◆ Stored dataset items ◆
---------------

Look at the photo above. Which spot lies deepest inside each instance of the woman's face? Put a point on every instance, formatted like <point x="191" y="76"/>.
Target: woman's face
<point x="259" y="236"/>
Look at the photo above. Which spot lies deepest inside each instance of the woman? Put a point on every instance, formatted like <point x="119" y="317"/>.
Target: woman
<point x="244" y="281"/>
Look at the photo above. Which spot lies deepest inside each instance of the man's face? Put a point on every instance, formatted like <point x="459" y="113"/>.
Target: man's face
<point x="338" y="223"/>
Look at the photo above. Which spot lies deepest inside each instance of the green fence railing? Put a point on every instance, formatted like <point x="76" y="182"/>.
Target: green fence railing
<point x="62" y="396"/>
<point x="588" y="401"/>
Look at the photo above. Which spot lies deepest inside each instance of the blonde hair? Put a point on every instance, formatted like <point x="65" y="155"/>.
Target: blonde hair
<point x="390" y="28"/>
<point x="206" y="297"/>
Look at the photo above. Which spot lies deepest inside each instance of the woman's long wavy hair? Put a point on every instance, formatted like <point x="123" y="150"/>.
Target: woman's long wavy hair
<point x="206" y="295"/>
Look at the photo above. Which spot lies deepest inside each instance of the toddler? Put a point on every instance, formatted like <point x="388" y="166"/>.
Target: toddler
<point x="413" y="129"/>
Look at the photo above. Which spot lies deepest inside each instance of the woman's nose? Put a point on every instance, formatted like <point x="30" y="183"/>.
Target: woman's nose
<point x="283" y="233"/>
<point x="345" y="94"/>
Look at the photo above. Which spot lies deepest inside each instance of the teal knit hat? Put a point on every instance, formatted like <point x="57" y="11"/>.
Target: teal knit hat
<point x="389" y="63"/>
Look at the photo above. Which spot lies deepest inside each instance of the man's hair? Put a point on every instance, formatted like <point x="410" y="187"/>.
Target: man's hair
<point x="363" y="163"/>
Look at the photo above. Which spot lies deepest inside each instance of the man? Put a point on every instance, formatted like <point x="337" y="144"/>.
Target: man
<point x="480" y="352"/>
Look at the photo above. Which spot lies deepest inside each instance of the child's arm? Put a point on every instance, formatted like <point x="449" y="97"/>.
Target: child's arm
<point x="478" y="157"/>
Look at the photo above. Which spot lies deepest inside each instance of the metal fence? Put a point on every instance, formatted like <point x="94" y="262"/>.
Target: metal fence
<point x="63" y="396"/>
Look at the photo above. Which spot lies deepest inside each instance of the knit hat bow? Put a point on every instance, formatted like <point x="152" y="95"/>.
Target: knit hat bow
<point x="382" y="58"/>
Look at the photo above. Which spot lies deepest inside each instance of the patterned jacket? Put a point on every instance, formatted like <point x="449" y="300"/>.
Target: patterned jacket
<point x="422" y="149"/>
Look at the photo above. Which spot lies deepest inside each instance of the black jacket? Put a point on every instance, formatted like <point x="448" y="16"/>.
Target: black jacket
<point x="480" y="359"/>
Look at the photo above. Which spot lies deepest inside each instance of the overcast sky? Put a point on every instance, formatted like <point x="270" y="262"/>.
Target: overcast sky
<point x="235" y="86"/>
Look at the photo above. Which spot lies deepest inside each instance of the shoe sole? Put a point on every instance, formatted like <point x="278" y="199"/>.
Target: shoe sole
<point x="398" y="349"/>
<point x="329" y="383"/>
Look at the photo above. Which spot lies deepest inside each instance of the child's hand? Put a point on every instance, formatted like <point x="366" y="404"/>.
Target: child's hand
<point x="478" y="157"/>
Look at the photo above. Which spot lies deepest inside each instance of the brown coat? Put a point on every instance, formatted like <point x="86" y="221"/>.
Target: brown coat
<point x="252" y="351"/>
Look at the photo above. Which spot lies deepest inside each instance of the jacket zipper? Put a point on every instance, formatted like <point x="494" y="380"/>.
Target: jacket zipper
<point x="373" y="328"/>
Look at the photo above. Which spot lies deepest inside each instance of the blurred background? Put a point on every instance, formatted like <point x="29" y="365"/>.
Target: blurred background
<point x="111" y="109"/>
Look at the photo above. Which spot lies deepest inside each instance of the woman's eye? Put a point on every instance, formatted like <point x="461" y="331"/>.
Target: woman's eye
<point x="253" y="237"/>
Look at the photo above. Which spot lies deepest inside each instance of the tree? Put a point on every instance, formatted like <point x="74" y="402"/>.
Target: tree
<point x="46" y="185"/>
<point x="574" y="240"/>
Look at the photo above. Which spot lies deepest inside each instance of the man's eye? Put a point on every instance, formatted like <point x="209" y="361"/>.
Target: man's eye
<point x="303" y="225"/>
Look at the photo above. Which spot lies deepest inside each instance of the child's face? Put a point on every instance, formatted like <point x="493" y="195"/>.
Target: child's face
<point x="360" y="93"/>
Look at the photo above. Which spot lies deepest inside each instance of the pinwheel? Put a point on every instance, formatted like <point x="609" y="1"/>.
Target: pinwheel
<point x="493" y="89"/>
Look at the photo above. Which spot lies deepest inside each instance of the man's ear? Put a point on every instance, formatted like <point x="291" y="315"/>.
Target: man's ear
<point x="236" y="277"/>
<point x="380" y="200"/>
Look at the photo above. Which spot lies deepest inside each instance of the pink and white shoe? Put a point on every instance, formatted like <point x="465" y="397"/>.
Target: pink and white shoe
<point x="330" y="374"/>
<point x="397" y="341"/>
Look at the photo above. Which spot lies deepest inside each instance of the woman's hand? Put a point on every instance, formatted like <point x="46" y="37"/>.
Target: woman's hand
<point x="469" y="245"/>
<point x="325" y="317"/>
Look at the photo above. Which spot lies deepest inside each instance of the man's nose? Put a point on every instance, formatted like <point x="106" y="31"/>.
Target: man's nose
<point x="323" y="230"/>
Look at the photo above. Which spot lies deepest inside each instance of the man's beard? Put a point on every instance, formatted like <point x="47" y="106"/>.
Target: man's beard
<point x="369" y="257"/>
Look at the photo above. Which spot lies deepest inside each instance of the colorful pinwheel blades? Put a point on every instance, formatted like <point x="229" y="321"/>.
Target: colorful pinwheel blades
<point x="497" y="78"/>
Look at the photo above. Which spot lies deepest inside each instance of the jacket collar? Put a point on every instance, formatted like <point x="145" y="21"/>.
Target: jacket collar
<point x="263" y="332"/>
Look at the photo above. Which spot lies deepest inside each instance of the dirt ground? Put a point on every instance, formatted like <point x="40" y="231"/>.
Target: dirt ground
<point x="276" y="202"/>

---------------

Could you return every record above exactly as written?

Look at the photo above. Which spot lies deepest inside each instance of the woman's face? Put a point on every instance, formatted like <point x="191" y="76"/>.
Target: woman's face
<point x="259" y="236"/>
Look at the photo above. Which spot lies deepest inside each instance of the woman? Put a point on every instance, formatted like <point x="119" y="317"/>.
Target: woman
<point x="244" y="281"/>
Look at the photo above. Which spot lies deepest inside each instance of the man's face? Put a point on every instance, formatted like <point x="459" y="113"/>.
Target: man's face
<point x="338" y="223"/>
Look at the photo above. Which spot lies deepest inside each instance of the green fence railing? Put a point on every instance, formatted like <point x="76" y="182"/>.
Target: green fence railing
<point x="62" y="396"/>
<point x="588" y="401"/>
Look at the photo above. Which spot lies deepest inside each instance of the blonde hair? Put a point on every instance, formatted like <point x="65" y="155"/>.
Target: blonde hair
<point x="390" y="28"/>
<point x="206" y="297"/>
Look at the photo above. Which spot lies deepest inside each instance of the woman's long wavy hair? Put a point on every instance, formatted like <point x="123" y="150"/>.
Target: woman's long wavy hair
<point x="206" y="295"/>
Look at the photo above. Which spot lies deepest inside each instance of the toddler? Put a point on every instance, formatted like <point x="388" y="166"/>.
Target: toddler
<point x="413" y="129"/>
Look at the photo above. Which spot lies deepest inside each instance of the woman's nose? Put a point on every instance, formatted like <point x="30" y="183"/>.
Target: woman's nose
<point x="283" y="233"/>
<point x="345" y="94"/>
Look at the photo above. Which spot lies deepest inside each instance of the teal knit hat? Put a point on every instance, formatted like <point x="57" y="11"/>.
Target: teal knit hat
<point x="389" y="63"/>
Look at the photo above. Which spot lies deepest inside each instance of the man's hair? Put a point on every instance, formatted like <point x="410" y="187"/>.
Target: man's hair
<point x="363" y="163"/>
Look at the photo above. Which spot lies deepest inside each instance of the man? Put a point on every instance, formatted like <point x="337" y="144"/>.
Target: man
<point x="480" y="352"/>
Look at the photo above. Which spot lies deepest inside each instance of the child's arm? Put a point on every instance, formatted like <point x="449" y="97"/>.
Target: child's arm
<point x="478" y="157"/>
Look at the photo above. Which spot lies deepest inside each instance of the metal fence? Put a point on every instance, formatted like <point x="94" y="262"/>.
Target: metal fence
<point x="63" y="396"/>
Look at the photo above. Which spot lies deepest inside each instance of the knit hat bow? Put a point on every instance, formatted like <point x="152" y="95"/>.
Target: knit hat bow
<point x="382" y="58"/>
Look at the photo above. Which spot lies deepest inside each instance of the patterned jacket? Put a point on every instance, formatted like <point x="449" y="300"/>.
Target: patterned jacket
<point x="422" y="149"/>
Look at the photo above. Which spot lies deepest inside each instance of the black jacket? Put a point on every instance, formatted like <point x="448" y="16"/>.
Target: black jacket
<point x="480" y="359"/>
Look at the photo above. Which spot lies deepest inside each instance of the overcast sky? Put a point on every instance, formatted like <point x="270" y="262"/>.
Target: overcast sky
<point x="235" y="86"/>
Look at the photo above. Which spot lies deepest inside each instance of the shoe sole? Put a point on every instance, formatted like <point x="278" y="199"/>.
Target: shoe sole
<point x="398" y="349"/>
<point x="329" y="383"/>
Look at the photo above. Which spot lies deepest inside each instance of the child's hand? Put a point on every instance, formatted like <point x="366" y="404"/>.
Target: child's hand
<point x="478" y="157"/>
Look at the photo above. Which spot lies deepest inside each instance of the brown coat? Put a point on every instance, formatted like <point x="86" y="221"/>.
Target: brown coat
<point x="252" y="351"/>
Look at the photo above. Which spot lies deepest inside each instance of the jacket zipper? Put a point on every instance, formatted like <point x="494" y="380"/>.
Target: jacket zipper
<point x="373" y="328"/>
Look at the photo above. Which spot lies deepest inside each instance of the blurred background? Put a point on every instance, formatted like <point x="29" y="365"/>.
Target: blurred background
<point x="111" y="109"/>
Look at the photo above. Which spot lies deepest inside each instance of the woman's eye? Put a point on every instance, formatted like <point x="461" y="331"/>.
Target: woman's eye
<point x="253" y="237"/>
Look at the photo above. Which spot lies deepest inside each instance of the tree? Put a point on every instance, formatted like <point x="74" y="402"/>.
Target: tree
<point x="46" y="185"/>
<point x="574" y="240"/>
Look at the photo above. Which spot lies deepest inside each instance of the man's eye? Put a point on every instance, formatted like <point x="209" y="361"/>.
Target: man's eye
<point x="303" y="225"/>
Look at the photo above. Which spot lies deepest inside each instance of the child's face? Put a point on every instance, formatted like <point x="493" y="195"/>.
Target: child's face
<point x="360" y="93"/>
Look at the photo above. Which spot lies deepest inside each instance of the pinwheel? Put a point on every instance, formatted like <point x="609" y="1"/>.
Target: pinwheel
<point x="493" y="89"/>
Look at the photo above. Which spot lies deepest inside each instance of the man's ear? Put a point on every instance, formatted like <point x="291" y="315"/>.
Target: man's ear
<point x="236" y="277"/>
<point x="380" y="200"/>
Look at the photo above. Which spot lies deepest inside each instance of the pink and white shoe? Put a point on every instance, formatted like <point x="465" y="397"/>.
Target: pink and white shoe
<point x="330" y="374"/>
<point x="397" y="341"/>
Look at the photo above. Which spot lies deepest inside each instance of the woman's hand? Put a point on every instance, formatted like <point x="46" y="37"/>.
Target: woman's hand
<point x="469" y="245"/>
<point x="325" y="317"/>
Look at the photo above. Which spot lies deepest inside each instance of the man's nose? Put a point on every instance, formatted like <point x="106" y="31"/>.
Target: man's nose
<point x="323" y="230"/>
Look at the photo above. Which spot lies deepest inside each instance of the man's beard? Put a point on every instance, formatted like <point x="47" y="106"/>.
Target: man's beard
<point x="369" y="257"/>
Look at the photo above. Which spot lies deepest inside each instance of the colorful pinwheel blades? Put a point on every instance, formatted like <point x="229" y="321"/>.
Target: colorful pinwheel blades
<point x="497" y="78"/>
Look at the photo above. Which spot lies deepest inside each instance of the jacket collar? Put a point on every instance, formatted like <point x="145" y="21"/>.
Target: jacket collar
<point x="263" y="332"/>
Look at the photo above. Which spot lies deepest inside each instance of the dirt ground? Put a point on every instance, formatted like <point x="40" y="231"/>.
Target: dirt ground
<point x="276" y="202"/>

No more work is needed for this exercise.